> [Exercise directions] Below are some rows. List every row that contains the word "paraglider", copying each one in full.

> [Dataset rows]
::::

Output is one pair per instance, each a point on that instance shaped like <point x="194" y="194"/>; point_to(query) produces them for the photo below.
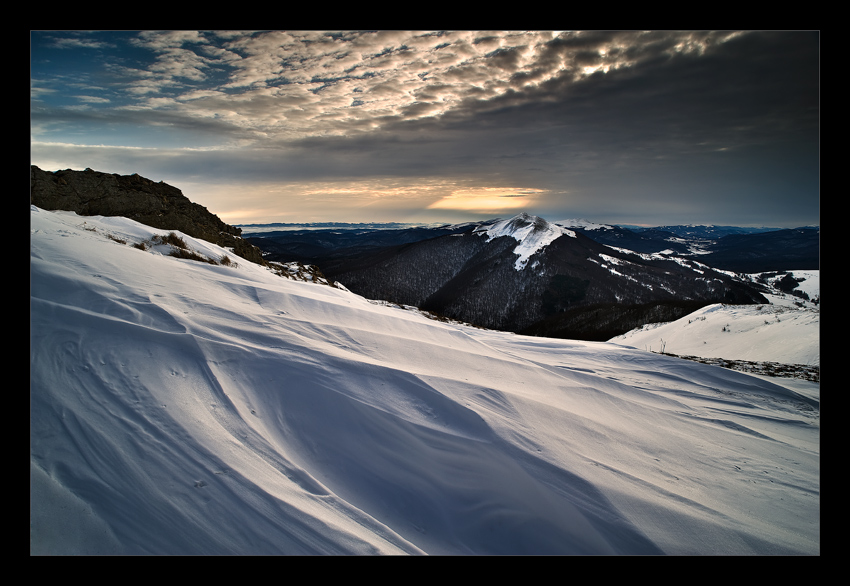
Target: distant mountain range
<point x="566" y="279"/>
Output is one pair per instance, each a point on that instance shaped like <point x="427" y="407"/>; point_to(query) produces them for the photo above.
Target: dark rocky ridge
<point x="159" y="205"/>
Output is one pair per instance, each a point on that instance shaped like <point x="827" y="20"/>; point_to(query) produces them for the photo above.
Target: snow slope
<point x="777" y="332"/>
<point x="181" y="407"/>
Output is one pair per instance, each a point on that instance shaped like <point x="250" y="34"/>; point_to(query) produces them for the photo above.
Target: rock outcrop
<point x="159" y="205"/>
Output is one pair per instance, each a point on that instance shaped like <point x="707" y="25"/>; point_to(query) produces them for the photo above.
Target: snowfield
<point x="192" y="408"/>
<point x="781" y="331"/>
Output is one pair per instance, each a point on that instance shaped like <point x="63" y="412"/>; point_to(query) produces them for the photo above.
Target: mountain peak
<point x="532" y="232"/>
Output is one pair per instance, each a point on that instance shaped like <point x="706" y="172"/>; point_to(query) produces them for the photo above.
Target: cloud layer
<point x="647" y="122"/>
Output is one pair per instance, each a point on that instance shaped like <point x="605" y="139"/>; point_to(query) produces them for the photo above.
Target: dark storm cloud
<point x="641" y="119"/>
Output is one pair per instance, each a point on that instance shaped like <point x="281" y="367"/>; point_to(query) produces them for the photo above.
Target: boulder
<point x="159" y="205"/>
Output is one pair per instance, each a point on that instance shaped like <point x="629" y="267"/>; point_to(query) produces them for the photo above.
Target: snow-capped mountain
<point x="525" y="273"/>
<point x="533" y="234"/>
<point x="191" y="405"/>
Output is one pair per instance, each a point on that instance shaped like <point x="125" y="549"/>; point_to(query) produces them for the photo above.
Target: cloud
<point x="596" y="114"/>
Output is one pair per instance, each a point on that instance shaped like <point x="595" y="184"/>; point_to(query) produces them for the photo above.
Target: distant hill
<point x="527" y="275"/>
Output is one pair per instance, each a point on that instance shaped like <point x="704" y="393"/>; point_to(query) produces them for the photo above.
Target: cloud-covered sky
<point x="629" y="127"/>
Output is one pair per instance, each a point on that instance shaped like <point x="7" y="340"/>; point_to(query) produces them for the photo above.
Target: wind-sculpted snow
<point x="181" y="407"/>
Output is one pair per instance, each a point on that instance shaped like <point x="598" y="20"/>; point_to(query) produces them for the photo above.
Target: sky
<point x="624" y="127"/>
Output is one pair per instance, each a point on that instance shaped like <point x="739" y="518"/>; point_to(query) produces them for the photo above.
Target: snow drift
<point x="184" y="407"/>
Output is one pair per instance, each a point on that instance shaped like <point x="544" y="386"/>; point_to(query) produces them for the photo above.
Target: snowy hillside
<point x="786" y="331"/>
<point x="186" y="407"/>
<point x="532" y="233"/>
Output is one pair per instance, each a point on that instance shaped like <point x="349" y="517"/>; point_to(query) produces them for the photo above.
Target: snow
<point x="532" y="233"/>
<point x="181" y="407"/>
<point x="786" y="331"/>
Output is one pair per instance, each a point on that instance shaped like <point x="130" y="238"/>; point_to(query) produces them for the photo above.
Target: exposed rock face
<point x="159" y="205"/>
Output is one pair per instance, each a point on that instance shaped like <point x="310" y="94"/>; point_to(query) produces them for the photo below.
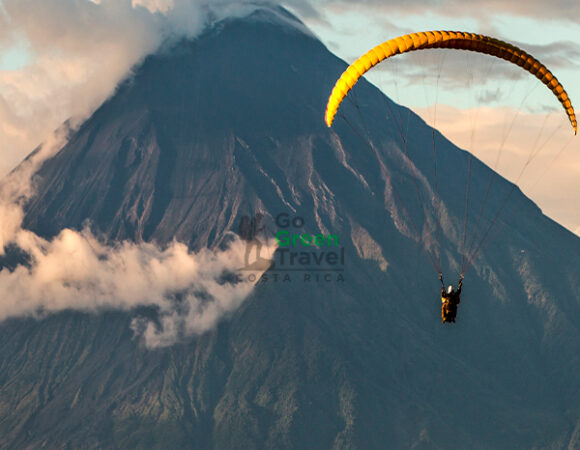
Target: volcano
<point x="210" y="130"/>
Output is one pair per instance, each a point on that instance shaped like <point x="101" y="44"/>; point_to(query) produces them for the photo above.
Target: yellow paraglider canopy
<point x="446" y="39"/>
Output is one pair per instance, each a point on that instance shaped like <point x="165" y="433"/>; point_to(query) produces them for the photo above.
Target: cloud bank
<point x="191" y="292"/>
<point x="78" y="52"/>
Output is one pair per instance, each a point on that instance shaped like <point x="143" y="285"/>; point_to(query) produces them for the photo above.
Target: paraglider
<point x="457" y="41"/>
<point x="452" y="40"/>
<point x="450" y="300"/>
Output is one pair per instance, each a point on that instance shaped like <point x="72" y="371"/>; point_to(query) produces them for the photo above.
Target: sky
<point x="476" y="96"/>
<point x="61" y="59"/>
<point x="52" y="53"/>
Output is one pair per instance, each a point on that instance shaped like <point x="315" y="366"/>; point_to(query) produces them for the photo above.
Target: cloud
<point x="80" y="50"/>
<point x="483" y="9"/>
<point x="191" y="292"/>
<point x="554" y="168"/>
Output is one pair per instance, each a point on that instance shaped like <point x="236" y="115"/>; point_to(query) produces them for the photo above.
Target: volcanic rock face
<point x="230" y="124"/>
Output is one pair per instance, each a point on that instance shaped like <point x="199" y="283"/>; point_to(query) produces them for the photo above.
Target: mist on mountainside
<point x="158" y="180"/>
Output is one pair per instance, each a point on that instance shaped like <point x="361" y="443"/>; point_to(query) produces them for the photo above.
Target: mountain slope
<point x="231" y="124"/>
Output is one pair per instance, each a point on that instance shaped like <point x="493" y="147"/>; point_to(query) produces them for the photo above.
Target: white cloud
<point x="554" y="168"/>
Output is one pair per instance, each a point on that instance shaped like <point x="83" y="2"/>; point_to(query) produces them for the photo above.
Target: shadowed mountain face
<point x="232" y="123"/>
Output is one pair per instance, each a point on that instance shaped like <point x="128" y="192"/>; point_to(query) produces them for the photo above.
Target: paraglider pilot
<point x="449" y="300"/>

::::

> [The response]
Target: yellow paraglider canopy
Target: paraglider
Target: paraglider pilot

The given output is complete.